Records excerpted from a collection:
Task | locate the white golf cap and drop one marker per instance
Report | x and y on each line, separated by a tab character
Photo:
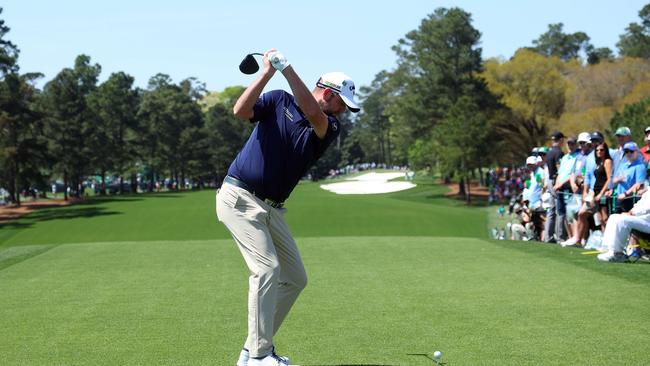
341	84
584	137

*Work required*.
The required answer is every line from the one containing "Report | x and" through the last line of the entries, restated word for word and with no pictures.

*Exercise result*.
Report | x and y on each line, separated by a tab character
Photo:
341	84
584	137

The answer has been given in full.